PROVIDED INFORMATION:
▬▬▬▬▬▬▬▬▬▬
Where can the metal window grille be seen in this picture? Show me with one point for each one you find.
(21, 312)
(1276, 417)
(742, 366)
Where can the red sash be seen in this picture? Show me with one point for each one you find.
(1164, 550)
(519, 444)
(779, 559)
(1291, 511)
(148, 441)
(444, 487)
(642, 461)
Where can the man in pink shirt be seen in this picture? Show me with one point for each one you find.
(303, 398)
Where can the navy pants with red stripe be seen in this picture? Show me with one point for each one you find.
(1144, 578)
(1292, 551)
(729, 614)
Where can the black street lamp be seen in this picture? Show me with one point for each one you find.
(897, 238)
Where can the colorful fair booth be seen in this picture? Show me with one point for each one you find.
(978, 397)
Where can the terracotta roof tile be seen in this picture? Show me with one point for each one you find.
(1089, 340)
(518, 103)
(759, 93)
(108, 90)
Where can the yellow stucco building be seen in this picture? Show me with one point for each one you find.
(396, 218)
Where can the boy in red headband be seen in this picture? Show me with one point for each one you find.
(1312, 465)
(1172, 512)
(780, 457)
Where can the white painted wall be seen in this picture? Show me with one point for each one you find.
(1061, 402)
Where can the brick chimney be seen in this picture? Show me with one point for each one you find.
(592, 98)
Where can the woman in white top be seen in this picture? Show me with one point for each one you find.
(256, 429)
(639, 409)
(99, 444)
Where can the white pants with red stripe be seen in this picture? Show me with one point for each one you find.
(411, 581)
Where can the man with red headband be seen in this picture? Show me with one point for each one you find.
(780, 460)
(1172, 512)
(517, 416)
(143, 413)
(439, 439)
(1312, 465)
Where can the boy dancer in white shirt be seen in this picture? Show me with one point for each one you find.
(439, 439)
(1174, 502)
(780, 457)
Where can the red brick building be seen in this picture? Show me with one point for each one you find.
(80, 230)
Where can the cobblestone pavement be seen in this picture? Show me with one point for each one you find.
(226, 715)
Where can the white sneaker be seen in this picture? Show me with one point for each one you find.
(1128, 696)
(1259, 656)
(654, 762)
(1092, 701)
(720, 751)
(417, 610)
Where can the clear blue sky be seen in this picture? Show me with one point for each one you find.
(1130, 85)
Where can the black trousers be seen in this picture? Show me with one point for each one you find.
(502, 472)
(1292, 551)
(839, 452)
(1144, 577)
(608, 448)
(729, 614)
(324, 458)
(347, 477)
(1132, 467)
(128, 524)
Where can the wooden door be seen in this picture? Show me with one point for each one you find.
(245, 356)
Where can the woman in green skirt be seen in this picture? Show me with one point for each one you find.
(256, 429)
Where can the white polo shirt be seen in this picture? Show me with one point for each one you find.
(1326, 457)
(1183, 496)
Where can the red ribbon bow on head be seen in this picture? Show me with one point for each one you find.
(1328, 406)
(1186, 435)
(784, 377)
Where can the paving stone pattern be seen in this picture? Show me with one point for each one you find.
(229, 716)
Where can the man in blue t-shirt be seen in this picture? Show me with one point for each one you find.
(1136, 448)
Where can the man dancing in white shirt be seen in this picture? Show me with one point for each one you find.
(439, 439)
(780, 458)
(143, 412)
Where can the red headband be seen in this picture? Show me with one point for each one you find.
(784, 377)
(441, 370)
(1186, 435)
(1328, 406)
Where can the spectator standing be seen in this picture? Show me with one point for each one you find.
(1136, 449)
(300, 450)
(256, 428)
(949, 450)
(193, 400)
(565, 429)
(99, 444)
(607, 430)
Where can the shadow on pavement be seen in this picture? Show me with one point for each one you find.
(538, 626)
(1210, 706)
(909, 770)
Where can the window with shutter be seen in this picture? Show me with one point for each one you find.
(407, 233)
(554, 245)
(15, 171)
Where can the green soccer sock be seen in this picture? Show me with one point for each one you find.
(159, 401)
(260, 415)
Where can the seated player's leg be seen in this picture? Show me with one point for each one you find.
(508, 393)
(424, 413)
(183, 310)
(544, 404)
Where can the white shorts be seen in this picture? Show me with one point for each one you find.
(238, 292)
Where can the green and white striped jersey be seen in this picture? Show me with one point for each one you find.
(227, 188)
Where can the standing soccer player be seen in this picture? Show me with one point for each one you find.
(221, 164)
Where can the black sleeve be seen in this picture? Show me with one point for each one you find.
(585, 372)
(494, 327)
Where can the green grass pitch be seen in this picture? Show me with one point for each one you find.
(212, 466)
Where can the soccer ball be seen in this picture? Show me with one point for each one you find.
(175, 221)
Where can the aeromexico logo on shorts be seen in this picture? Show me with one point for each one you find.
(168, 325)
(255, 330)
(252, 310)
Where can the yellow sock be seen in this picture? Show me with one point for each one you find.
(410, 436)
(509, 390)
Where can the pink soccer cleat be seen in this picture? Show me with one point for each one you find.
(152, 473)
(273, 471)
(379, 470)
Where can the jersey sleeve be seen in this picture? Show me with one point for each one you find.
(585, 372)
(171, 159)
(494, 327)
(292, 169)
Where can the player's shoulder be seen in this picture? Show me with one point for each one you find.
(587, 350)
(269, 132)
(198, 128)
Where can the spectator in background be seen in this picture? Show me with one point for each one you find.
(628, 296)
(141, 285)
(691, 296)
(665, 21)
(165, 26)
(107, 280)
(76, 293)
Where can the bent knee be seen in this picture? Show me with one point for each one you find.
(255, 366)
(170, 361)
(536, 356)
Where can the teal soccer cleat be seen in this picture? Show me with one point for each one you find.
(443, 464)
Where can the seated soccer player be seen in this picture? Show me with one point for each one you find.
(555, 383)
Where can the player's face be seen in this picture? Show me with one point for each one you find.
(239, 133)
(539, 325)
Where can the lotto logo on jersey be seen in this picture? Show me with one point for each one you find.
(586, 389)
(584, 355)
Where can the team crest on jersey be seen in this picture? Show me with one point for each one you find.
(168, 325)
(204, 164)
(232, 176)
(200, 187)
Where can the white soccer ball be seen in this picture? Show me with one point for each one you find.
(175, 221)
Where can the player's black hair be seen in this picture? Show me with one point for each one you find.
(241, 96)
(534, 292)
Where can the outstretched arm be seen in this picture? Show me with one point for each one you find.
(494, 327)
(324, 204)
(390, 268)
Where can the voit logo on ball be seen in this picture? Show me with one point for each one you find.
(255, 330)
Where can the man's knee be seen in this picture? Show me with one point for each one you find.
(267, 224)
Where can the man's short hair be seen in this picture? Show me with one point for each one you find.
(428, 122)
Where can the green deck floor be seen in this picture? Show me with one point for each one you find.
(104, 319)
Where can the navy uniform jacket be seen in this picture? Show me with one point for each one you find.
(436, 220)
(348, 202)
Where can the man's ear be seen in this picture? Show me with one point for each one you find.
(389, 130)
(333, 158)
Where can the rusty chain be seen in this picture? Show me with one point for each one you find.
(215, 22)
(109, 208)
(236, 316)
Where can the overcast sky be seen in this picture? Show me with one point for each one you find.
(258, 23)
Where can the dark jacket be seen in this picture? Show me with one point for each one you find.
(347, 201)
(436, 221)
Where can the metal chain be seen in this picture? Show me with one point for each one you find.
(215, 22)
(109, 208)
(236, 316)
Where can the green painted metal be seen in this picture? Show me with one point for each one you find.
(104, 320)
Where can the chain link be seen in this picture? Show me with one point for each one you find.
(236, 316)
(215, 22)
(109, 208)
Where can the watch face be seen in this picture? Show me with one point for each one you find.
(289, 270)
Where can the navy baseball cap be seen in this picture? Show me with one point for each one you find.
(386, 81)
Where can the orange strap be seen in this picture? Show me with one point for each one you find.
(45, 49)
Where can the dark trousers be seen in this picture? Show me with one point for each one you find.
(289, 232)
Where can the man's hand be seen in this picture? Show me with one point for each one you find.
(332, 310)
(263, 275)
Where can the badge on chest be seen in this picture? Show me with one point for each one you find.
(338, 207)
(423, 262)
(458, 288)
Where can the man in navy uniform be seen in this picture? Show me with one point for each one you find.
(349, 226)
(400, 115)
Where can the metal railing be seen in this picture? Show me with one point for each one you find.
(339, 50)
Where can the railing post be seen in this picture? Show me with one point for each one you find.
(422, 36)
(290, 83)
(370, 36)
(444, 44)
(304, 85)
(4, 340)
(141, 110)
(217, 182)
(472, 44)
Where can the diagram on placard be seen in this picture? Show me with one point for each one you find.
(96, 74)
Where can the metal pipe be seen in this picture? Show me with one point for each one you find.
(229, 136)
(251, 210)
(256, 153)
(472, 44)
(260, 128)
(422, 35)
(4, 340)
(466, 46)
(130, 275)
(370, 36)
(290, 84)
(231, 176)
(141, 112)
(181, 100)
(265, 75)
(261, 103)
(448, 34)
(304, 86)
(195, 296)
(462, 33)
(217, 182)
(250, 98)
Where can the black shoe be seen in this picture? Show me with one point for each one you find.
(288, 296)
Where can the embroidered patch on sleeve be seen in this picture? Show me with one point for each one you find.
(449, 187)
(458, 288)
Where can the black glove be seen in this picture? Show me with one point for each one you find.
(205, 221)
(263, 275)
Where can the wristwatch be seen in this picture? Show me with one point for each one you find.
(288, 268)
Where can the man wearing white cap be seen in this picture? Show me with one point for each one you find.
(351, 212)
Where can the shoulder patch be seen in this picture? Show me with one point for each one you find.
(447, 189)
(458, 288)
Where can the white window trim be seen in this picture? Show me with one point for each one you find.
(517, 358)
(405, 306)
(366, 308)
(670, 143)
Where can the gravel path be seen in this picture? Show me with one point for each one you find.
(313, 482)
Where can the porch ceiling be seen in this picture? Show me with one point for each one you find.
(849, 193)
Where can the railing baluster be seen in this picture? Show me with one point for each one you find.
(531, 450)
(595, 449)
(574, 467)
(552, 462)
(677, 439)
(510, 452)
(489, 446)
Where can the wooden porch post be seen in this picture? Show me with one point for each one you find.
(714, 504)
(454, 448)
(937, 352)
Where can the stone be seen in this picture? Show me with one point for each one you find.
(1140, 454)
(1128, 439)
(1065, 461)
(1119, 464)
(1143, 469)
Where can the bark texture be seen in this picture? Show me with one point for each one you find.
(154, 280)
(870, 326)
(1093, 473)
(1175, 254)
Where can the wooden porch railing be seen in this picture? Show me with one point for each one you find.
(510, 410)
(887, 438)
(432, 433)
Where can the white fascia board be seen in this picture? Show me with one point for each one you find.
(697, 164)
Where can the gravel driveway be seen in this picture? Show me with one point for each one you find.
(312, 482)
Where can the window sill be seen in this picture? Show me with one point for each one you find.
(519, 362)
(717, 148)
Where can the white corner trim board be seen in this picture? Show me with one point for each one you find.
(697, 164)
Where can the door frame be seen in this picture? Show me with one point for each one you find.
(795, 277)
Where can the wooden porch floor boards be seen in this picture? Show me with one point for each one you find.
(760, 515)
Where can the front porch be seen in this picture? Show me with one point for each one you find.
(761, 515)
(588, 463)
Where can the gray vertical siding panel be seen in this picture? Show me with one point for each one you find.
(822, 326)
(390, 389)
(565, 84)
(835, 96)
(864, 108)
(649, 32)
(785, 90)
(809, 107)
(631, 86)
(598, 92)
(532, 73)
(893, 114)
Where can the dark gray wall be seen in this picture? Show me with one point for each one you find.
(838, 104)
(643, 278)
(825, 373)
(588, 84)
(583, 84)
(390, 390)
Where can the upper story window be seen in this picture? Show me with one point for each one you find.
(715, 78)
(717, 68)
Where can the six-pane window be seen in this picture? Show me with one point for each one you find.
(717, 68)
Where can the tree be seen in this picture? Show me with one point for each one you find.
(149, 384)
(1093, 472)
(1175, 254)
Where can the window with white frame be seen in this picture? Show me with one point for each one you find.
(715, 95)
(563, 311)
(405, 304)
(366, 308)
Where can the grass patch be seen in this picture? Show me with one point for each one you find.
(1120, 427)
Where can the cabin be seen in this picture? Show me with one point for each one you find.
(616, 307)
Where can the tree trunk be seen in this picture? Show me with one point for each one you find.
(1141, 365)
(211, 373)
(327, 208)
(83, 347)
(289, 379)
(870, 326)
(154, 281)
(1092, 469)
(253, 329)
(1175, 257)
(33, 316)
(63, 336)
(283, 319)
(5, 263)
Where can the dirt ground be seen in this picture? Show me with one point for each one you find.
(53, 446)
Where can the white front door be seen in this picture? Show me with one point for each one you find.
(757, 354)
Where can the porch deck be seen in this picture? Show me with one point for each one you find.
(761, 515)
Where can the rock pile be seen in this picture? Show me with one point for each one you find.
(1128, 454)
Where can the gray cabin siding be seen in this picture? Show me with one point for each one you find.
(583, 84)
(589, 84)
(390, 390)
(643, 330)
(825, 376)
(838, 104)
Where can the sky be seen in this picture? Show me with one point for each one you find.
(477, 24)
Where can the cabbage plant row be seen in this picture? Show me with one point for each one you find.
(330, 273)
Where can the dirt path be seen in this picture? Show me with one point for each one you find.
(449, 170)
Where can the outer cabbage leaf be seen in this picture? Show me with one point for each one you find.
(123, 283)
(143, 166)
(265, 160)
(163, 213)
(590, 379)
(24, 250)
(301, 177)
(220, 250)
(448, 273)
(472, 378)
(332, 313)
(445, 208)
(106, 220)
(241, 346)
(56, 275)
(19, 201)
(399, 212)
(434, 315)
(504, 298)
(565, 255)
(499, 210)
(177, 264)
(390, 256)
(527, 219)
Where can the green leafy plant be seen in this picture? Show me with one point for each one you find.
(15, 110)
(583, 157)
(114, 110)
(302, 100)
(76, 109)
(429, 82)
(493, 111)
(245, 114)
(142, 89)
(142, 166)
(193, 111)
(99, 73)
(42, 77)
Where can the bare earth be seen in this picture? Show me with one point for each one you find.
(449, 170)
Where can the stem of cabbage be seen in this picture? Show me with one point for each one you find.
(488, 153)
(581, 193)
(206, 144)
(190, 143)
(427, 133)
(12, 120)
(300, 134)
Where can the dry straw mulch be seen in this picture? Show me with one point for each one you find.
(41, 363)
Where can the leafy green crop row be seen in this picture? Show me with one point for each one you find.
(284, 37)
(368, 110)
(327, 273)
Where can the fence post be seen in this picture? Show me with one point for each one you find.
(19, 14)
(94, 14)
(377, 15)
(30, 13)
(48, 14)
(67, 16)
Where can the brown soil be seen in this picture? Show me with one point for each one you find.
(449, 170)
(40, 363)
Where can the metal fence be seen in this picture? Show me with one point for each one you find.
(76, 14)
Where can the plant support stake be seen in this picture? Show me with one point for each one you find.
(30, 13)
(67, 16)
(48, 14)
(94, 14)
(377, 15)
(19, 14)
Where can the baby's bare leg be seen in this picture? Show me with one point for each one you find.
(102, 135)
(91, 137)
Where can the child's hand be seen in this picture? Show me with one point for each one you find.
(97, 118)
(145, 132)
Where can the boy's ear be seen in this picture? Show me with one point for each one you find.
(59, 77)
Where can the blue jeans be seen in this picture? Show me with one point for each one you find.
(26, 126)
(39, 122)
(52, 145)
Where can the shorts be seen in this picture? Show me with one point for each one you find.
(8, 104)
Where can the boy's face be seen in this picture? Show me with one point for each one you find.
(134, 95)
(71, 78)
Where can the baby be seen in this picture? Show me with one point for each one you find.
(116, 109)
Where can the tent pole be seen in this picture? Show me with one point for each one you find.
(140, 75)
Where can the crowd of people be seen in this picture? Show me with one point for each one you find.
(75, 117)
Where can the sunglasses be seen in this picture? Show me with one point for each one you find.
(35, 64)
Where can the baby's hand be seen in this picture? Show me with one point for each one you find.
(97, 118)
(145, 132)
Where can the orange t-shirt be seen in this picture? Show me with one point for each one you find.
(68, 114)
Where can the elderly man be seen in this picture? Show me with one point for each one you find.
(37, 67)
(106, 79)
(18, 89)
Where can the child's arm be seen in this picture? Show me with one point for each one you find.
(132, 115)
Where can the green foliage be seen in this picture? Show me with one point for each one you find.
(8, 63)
▬▬▬▬▬▬▬▬▬▬
GIVEN EXERCISE:
Set down nothing but the lines from the one with "Where can the baby's hand" through the end of the records, keeping each line exactly as written and including both ends.

RESULT:
Where can the baby's hand be seen in this picture? Show me with one point for each one you find.
(97, 118)
(145, 132)
Where can the orange t-shirt be seen in this picture? Show me with one point for each one you find.
(68, 114)
Where can the elderly man be seen in this picture? Show me with one point for each one you find.
(37, 67)
(106, 79)
(18, 89)
Where can the child's arm be seen in this picture? Show me with one point for each one you find.
(132, 115)
Where can the green foliage be seen in this picture? Show me with one point for each one you find.
(8, 63)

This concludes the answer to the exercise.